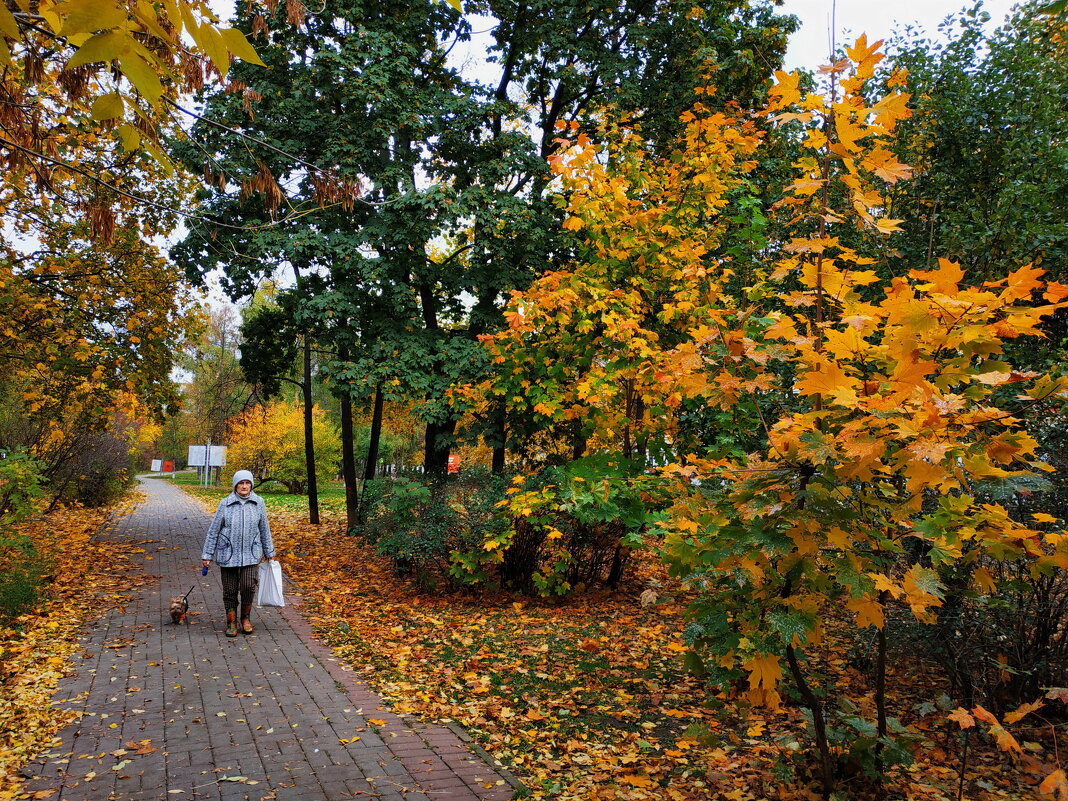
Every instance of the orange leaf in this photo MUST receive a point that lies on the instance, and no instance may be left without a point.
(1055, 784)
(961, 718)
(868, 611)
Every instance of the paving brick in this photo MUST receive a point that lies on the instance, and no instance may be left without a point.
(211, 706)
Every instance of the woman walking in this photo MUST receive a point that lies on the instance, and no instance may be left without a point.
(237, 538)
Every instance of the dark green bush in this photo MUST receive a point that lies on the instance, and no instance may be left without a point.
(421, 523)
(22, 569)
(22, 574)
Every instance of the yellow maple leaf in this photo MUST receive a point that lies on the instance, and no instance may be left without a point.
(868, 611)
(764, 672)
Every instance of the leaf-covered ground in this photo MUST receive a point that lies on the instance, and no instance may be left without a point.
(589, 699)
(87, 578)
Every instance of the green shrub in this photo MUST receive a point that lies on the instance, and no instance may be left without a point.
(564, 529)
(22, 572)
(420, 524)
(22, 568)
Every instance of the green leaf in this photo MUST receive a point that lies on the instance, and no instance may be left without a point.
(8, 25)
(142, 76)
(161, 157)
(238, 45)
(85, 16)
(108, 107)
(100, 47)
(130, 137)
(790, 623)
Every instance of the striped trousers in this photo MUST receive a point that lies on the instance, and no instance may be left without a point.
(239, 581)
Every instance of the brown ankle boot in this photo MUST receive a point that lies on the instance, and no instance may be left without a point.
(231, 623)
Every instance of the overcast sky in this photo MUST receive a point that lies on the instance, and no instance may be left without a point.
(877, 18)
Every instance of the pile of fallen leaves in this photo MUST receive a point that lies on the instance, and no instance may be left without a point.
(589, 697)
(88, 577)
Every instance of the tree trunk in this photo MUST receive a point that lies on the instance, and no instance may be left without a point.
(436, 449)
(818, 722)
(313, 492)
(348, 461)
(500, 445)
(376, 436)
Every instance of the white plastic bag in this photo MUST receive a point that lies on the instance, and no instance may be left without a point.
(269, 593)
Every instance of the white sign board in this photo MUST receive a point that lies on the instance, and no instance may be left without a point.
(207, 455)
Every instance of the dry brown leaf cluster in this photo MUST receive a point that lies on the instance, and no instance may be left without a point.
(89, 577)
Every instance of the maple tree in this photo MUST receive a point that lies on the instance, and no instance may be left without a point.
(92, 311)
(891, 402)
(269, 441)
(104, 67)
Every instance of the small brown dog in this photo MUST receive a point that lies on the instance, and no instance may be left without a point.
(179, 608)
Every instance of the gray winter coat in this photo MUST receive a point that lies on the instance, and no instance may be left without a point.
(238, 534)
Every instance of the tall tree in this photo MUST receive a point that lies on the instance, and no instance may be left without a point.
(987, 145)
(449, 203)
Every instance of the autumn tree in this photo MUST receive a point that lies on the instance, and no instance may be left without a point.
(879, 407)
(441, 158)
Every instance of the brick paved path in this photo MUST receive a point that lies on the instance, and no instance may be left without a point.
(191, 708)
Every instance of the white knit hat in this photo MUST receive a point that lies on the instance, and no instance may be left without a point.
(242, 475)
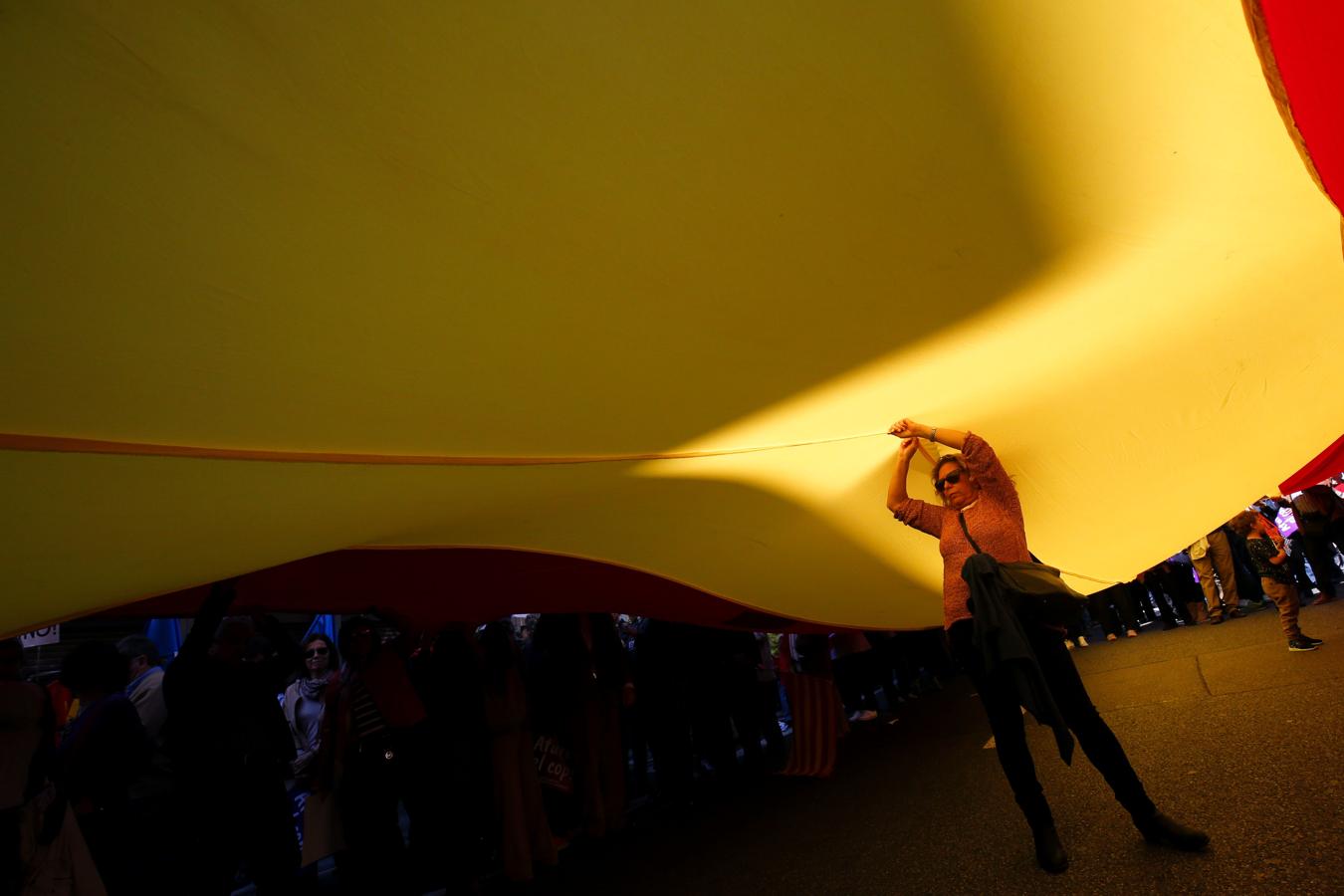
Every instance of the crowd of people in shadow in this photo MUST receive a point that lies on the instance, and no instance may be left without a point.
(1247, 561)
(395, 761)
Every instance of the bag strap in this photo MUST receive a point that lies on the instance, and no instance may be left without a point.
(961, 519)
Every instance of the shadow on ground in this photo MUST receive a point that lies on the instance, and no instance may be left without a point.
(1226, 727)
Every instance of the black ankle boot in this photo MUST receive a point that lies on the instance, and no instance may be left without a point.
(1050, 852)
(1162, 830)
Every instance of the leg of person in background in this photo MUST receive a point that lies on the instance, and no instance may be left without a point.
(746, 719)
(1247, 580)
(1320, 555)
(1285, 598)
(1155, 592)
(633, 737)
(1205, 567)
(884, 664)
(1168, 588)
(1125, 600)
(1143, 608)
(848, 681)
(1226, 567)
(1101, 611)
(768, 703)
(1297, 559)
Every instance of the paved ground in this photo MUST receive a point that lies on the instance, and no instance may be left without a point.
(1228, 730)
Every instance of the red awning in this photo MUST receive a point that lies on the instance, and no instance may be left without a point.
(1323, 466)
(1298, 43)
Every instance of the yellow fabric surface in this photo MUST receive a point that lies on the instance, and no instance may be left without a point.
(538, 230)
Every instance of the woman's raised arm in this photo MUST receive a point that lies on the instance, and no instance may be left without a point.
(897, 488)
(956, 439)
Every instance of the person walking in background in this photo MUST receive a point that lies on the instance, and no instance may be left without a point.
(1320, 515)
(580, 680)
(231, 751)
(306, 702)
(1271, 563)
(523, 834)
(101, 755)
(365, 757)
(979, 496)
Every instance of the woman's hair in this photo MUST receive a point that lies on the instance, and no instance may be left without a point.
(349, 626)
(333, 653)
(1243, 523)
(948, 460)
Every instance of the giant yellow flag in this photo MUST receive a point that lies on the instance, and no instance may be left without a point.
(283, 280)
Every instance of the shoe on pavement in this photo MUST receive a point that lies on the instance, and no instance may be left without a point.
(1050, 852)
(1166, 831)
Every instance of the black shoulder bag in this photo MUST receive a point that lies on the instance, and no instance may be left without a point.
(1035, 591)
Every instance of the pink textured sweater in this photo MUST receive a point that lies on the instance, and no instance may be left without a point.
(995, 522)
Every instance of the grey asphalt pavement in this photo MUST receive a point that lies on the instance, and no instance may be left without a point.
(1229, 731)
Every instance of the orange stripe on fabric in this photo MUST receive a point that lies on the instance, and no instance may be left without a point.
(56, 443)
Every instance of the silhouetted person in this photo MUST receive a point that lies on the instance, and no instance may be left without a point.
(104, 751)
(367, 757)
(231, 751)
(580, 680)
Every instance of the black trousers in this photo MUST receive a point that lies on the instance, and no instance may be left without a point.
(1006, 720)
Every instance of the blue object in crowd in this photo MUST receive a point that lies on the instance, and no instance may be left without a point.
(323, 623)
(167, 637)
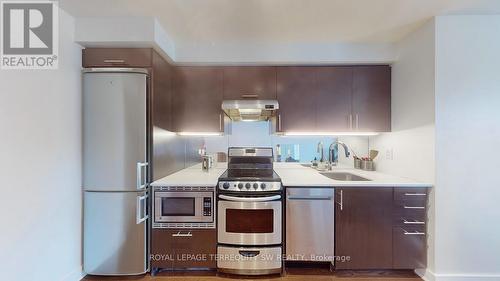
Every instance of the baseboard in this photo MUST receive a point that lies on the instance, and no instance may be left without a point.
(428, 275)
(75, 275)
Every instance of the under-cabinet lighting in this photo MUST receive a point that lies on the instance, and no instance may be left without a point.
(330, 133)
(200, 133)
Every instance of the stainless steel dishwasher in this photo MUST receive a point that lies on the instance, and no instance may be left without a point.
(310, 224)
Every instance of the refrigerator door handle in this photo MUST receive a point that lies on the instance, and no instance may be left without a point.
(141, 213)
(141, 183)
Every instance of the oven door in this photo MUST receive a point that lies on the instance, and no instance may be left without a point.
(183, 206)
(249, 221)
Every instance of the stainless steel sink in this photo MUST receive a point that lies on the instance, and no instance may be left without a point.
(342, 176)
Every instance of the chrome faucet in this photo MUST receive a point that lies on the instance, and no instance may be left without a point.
- - - -
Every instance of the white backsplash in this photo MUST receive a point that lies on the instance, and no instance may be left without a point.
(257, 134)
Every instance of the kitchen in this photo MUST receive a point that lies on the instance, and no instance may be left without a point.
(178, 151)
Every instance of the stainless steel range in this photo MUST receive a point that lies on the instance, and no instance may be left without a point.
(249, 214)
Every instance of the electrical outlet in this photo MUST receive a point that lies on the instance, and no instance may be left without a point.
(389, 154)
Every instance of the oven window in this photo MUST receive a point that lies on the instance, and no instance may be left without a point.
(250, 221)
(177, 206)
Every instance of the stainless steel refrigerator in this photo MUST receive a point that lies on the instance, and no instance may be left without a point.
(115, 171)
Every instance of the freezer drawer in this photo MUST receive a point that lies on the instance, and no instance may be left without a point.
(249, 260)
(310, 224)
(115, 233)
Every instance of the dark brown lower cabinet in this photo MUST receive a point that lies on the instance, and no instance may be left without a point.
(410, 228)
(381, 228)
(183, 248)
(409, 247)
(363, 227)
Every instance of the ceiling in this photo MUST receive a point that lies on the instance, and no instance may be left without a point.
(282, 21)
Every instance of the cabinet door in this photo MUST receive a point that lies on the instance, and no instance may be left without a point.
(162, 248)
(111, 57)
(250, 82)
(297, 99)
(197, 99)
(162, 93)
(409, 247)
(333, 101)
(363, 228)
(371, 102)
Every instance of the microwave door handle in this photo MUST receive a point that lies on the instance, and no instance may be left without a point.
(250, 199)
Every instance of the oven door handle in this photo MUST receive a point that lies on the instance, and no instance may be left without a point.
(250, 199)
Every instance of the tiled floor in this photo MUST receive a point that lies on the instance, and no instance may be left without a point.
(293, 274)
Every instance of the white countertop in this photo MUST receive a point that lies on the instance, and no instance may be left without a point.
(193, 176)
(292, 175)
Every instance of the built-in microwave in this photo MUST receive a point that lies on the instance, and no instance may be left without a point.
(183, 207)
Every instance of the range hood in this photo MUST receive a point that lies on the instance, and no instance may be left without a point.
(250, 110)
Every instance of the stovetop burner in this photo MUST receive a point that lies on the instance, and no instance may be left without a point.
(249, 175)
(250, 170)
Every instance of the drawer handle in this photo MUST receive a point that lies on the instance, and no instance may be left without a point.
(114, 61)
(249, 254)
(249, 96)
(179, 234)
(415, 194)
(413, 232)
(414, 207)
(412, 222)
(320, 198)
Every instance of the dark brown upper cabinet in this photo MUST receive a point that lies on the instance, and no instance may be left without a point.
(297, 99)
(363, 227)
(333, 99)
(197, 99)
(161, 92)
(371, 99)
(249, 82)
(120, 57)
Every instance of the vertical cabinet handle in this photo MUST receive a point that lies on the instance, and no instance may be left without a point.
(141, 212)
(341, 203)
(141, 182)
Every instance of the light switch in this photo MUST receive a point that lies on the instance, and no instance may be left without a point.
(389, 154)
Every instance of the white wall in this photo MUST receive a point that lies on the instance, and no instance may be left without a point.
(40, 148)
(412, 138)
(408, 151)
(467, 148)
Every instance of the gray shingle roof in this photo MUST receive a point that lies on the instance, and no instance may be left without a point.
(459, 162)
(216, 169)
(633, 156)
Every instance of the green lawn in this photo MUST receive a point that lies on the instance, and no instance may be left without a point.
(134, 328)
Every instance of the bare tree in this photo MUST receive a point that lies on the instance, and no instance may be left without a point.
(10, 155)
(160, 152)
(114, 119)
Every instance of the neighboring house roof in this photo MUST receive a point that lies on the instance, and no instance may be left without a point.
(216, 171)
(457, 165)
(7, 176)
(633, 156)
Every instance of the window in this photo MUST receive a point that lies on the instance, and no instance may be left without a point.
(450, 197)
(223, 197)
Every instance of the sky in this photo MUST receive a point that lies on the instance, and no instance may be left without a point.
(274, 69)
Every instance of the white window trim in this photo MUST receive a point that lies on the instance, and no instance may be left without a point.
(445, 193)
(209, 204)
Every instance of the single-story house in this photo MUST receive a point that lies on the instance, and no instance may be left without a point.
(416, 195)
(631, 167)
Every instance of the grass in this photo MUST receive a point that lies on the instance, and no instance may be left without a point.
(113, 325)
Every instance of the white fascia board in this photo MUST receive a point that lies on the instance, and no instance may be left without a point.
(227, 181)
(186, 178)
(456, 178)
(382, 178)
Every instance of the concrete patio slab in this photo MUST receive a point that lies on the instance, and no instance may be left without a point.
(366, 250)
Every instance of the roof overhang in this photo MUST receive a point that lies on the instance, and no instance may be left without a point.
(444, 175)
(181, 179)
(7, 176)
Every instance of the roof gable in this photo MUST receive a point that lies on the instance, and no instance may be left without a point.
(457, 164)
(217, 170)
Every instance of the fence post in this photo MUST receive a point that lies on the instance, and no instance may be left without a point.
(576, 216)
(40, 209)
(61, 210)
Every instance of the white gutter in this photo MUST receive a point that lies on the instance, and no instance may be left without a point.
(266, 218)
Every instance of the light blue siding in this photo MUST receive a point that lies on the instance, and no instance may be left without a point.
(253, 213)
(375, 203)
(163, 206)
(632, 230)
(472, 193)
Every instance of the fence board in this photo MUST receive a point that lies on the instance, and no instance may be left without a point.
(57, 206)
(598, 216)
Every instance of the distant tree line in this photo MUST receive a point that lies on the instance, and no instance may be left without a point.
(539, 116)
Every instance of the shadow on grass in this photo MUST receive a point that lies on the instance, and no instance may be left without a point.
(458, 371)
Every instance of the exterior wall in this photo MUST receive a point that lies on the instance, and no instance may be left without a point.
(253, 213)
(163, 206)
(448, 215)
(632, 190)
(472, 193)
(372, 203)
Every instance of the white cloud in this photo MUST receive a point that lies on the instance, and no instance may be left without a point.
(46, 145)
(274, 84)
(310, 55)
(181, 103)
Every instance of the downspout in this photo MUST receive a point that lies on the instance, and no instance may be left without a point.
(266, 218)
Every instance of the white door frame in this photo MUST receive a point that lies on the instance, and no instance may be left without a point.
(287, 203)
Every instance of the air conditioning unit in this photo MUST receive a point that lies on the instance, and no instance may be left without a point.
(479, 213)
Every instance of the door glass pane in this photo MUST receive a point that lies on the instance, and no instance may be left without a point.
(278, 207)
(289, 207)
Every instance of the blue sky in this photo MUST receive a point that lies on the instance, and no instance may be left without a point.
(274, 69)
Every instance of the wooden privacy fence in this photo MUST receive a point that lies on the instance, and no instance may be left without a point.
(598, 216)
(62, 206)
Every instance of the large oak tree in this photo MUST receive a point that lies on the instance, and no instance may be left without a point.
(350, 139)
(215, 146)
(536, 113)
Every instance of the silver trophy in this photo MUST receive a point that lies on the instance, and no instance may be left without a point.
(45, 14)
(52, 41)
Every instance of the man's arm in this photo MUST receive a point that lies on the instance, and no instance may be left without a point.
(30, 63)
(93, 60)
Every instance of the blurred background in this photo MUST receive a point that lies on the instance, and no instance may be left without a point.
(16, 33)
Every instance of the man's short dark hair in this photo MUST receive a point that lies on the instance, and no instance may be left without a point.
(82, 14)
- - - -
- _Work to complete_
Pick out every line in the entries above that contains the word "boot", and copy each of those lines in full.

- _Response_
Every instance of the brown ankle boot in this photo MUST receive a point that lies on the instance, and no instance may be left without a point.
Every instance of the black ankle boot in this photo MUST receive a point that lies on the instance, and no instance may be left without a point.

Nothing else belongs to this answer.